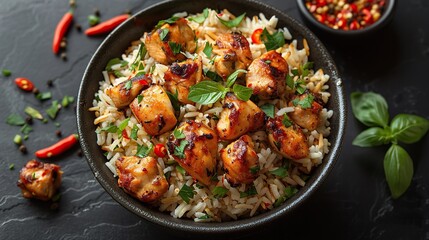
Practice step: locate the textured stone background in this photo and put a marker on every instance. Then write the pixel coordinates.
(354, 202)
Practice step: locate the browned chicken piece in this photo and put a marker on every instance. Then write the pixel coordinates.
(266, 75)
(308, 118)
(181, 76)
(142, 178)
(240, 161)
(234, 53)
(290, 142)
(154, 111)
(175, 33)
(238, 117)
(196, 151)
(124, 93)
(39, 180)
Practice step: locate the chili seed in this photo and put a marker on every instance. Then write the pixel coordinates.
(22, 149)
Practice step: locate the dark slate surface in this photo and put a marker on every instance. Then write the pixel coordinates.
(354, 202)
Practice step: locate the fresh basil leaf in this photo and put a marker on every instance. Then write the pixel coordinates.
(175, 47)
(409, 128)
(219, 192)
(268, 109)
(163, 33)
(243, 93)
(370, 109)
(280, 172)
(232, 23)
(372, 137)
(398, 168)
(186, 193)
(208, 49)
(233, 77)
(272, 42)
(15, 120)
(206, 92)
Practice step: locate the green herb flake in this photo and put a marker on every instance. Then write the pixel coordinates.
(6, 72)
(219, 192)
(232, 23)
(186, 193)
(175, 47)
(208, 48)
(15, 120)
(179, 150)
(163, 33)
(52, 111)
(274, 41)
(268, 109)
(251, 191)
(44, 96)
(280, 172)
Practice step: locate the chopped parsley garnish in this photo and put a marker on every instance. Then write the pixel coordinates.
(251, 191)
(15, 120)
(286, 121)
(186, 193)
(179, 150)
(175, 47)
(280, 172)
(208, 49)
(219, 192)
(163, 33)
(273, 41)
(268, 109)
(232, 23)
(305, 102)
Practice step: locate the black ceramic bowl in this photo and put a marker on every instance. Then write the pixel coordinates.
(119, 40)
(384, 19)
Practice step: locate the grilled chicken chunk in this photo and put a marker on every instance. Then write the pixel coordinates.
(161, 43)
(142, 178)
(39, 180)
(196, 151)
(124, 93)
(266, 75)
(240, 161)
(154, 110)
(290, 142)
(308, 118)
(181, 76)
(234, 53)
(238, 117)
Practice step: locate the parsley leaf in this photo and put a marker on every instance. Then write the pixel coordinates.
(232, 23)
(274, 41)
(186, 193)
(219, 192)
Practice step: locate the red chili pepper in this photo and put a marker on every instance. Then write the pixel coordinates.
(160, 150)
(24, 84)
(61, 29)
(58, 148)
(256, 36)
(107, 26)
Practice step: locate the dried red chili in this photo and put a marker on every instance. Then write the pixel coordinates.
(58, 148)
(24, 84)
(346, 14)
(61, 29)
(107, 26)
(160, 150)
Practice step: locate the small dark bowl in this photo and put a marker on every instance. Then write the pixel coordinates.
(119, 40)
(385, 18)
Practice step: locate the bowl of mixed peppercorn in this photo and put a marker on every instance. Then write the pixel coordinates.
(347, 17)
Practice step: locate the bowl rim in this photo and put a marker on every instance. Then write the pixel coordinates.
(241, 225)
(380, 23)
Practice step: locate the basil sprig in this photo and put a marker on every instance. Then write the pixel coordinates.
(371, 109)
(208, 92)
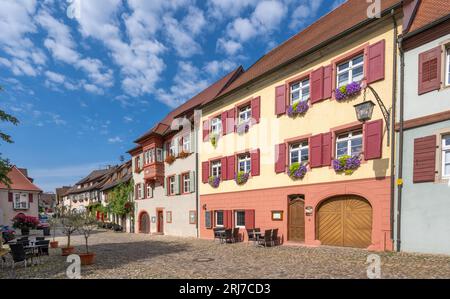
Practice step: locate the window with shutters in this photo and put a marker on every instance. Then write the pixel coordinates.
(244, 163)
(300, 91)
(21, 201)
(186, 181)
(299, 153)
(350, 71)
(216, 125)
(349, 144)
(216, 169)
(240, 219)
(219, 218)
(171, 185)
(446, 156)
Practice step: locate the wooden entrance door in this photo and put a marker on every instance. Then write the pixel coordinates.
(297, 220)
(144, 224)
(160, 222)
(345, 221)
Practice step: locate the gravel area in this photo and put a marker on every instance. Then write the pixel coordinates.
(121, 255)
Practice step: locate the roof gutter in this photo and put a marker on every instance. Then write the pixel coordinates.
(312, 50)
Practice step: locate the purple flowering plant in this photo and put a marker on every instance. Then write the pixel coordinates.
(347, 164)
(241, 177)
(298, 108)
(297, 171)
(347, 91)
(214, 181)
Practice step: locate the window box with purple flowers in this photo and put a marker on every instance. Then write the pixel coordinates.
(347, 91)
(347, 164)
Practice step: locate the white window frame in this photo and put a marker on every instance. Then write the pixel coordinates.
(302, 87)
(216, 125)
(215, 219)
(245, 161)
(350, 69)
(245, 114)
(236, 217)
(445, 150)
(21, 201)
(216, 168)
(186, 182)
(352, 135)
(301, 148)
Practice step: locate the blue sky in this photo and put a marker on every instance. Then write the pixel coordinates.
(85, 87)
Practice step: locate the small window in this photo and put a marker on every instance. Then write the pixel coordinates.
(300, 91)
(446, 156)
(244, 163)
(216, 125)
(186, 183)
(245, 114)
(219, 218)
(216, 169)
(240, 219)
(172, 185)
(349, 144)
(299, 153)
(350, 71)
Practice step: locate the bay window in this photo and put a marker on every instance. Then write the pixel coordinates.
(350, 71)
(349, 144)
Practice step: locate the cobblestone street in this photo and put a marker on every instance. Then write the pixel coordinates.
(141, 256)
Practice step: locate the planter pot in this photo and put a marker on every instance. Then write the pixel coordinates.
(87, 258)
(67, 251)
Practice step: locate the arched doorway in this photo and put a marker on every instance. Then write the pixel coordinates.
(144, 223)
(345, 221)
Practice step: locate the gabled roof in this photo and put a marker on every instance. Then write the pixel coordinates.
(349, 15)
(20, 181)
(209, 94)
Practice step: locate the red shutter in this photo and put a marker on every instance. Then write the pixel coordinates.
(327, 82)
(317, 85)
(280, 158)
(231, 121)
(430, 70)
(249, 219)
(206, 130)
(224, 123)
(326, 149)
(376, 62)
(231, 167)
(256, 109)
(315, 155)
(373, 140)
(255, 162)
(205, 172)
(424, 159)
(224, 169)
(280, 100)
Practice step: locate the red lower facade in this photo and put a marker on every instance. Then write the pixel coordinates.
(351, 214)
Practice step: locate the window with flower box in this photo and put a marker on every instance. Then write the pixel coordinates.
(299, 153)
(300, 91)
(349, 144)
(350, 71)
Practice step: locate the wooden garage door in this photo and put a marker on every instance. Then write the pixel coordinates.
(345, 221)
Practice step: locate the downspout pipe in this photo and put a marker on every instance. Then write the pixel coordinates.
(400, 142)
(393, 114)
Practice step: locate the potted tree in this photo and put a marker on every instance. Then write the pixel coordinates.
(70, 222)
(88, 224)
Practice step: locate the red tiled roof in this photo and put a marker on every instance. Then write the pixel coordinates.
(428, 12)
(343, 18)
(203, 97)
(19, 181)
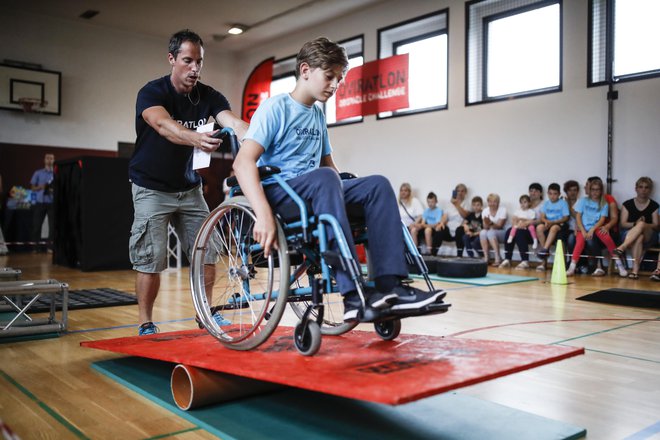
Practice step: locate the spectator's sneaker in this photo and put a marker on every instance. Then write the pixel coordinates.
(623, 272)
(375, 300)
(656, 275)
(410, 298)
(522, 265)
(148, 328)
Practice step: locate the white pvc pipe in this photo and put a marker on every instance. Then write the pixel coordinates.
(195, 387)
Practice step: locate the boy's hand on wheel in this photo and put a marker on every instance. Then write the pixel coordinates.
(265, 232)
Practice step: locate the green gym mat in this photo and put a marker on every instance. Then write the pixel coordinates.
(492, 279)
(296, 413)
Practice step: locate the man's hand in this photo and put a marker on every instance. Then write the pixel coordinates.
(207, 142)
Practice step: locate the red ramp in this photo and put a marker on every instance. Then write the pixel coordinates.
(357, 365)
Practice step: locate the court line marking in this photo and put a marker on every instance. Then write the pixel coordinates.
(50, 411)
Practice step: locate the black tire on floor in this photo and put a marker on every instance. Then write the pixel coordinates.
(461, 267)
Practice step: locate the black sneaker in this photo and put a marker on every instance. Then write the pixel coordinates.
(410, 298)
(375, 300)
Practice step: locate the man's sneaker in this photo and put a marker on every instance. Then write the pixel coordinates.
(522, 265)
(410, 298)
(375, 300)
(148, 328)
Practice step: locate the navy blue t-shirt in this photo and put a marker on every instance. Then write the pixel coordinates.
(157, 163)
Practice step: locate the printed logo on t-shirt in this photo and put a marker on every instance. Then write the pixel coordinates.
(192, 124)
(308, 133)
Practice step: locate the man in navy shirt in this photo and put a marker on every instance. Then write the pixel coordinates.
(165, 187)
(42, 188)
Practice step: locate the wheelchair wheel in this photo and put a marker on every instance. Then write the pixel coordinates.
(231, 277)
(333, 306)
(307, 338)
(388, 330)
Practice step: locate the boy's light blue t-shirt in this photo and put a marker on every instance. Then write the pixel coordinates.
(432, 216)
(294, 136)
(555, 210)
(591, 211)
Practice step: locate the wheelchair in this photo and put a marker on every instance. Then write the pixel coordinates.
(230, 275)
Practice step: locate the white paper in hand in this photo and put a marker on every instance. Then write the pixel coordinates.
(202, 159)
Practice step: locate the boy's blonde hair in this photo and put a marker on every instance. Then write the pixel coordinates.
(493, 197)
(322, 53)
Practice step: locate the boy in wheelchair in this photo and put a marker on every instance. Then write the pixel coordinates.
(289, 131)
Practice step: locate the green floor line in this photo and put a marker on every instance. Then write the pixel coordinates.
(622, 355)
(171, 434)
(54, 414)
(598, 332)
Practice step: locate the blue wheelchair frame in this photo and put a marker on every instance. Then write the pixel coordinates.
(308, 237)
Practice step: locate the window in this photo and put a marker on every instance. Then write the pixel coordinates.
(425, 41)
(623, 38)
(513, 49)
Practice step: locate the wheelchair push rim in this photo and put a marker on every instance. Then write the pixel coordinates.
(248, 290)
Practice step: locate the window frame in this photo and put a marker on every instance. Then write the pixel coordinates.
(482, 58)
(608, 53)
(413, 39)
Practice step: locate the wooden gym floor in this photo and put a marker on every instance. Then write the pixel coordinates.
(48, 390)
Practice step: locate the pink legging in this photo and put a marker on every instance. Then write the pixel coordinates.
(604, 237)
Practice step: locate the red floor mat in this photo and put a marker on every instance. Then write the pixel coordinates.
(357, 365)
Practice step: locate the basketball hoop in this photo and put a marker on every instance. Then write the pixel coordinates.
(32, 105)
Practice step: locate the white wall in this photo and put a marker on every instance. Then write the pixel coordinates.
(498, 147)
(102, 71)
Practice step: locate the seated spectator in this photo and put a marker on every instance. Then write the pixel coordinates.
(572, 192)
(457, 210)
(410, 208)
(472, 226)
(639, 219)
(494, 220)
(655, 276)
(524, 220)
(430, 224)
(592, 212)
(554, 221)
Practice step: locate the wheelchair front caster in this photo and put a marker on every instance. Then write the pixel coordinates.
(389, 329)
(307, 337)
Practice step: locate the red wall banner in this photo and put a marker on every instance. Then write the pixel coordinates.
(374, 87)
(257, 88)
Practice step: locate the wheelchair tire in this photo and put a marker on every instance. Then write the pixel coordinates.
(307, 338)
(458, 267)
(388, 330)
(251, 299)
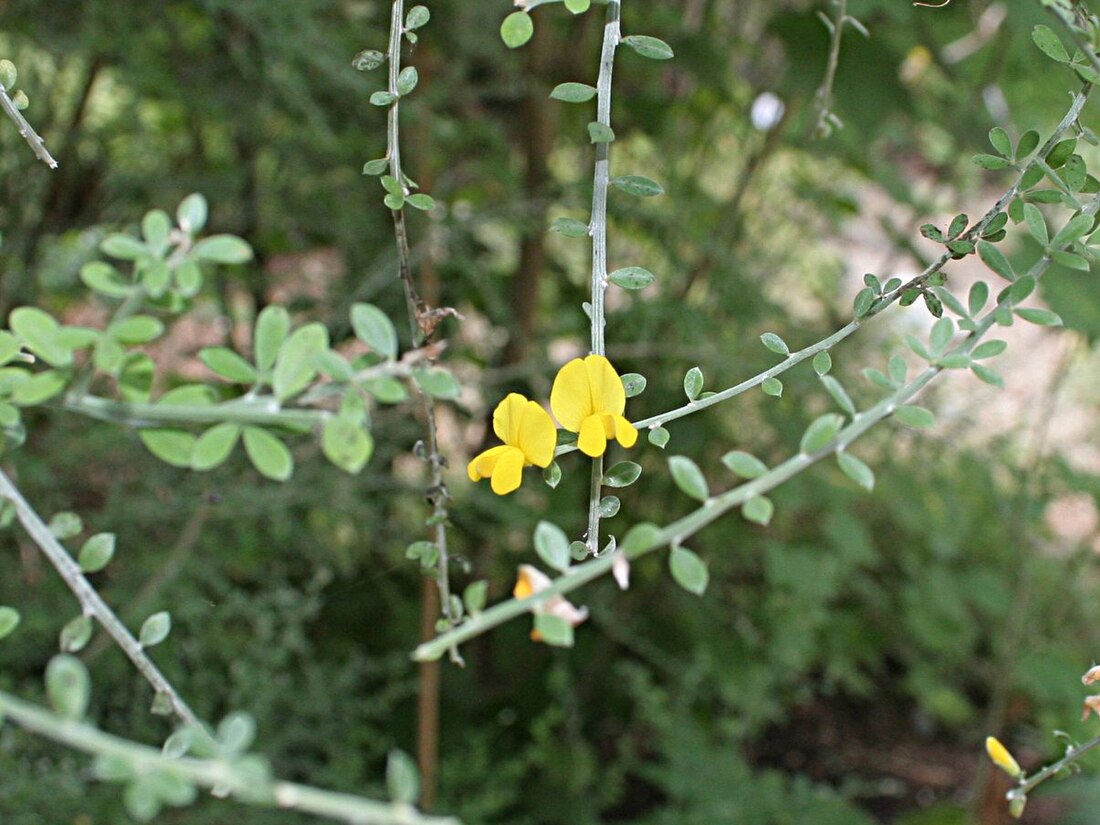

=======

## WHAT IS EXPECTED
Write out exactly the lines from the line that contains "Practice step: locate the window frame" to the last line of the material above, both included; pictures do not belong in the copy.

## FINAL ANSWER
Practice step: locate the window frame in this photo and put a marker on every instance. Then write the pixel coordinates.
(482, 58)
(608, 53)
(413, 39)
Practice step: locate the wooden gym floor in this photo and put a marker on every instance. Then write the pixel coordinates.
(48, 390)
Practice step: locate the pink legging in this photo and put a marker on every instance. Then write the pixel coordinates.
(604, 237)
Practice step: locate the red floor mat in this photo and put a marker on every instance. Then write the pixel coordinates.
(357, 365)
Practice step: locate the basketball hoop in this photo and put a marker on every instance. Then write the pixel coordinates.
(32, 105)
Practice step: locate the white wall in this photo and put a marker on every instance. Then write the pixel coordinates.
(498, 147)
(102, 71)
Practice step: locate the seated spectator in this photo and put a marker on every instance. Then write the pixel coordinates.
(572, 192)
(457, 210)
(410, 208)
(472, 226)
(639, 219)
(494, 220)
(655, 276)
(524, 220)
(430, 224)
(592, 212)
(554, 221)
Practice step: locate the wheelchair front caster in this photo and put a marker on every instance. Then write the pixel coordinates.
(389, 329)
(307, 337)
Practice step: locate the red wall banner in this photo and put a marker on every instance. Then write the pixel coordinates.
(374, 87)
(257, 88)
Practice step: locate the wheelchair tire in this photo and put a marker on every instance. Then write the pixel coordinates.
(307, 338)
(458, 267)
(388, 330)
(251, 299)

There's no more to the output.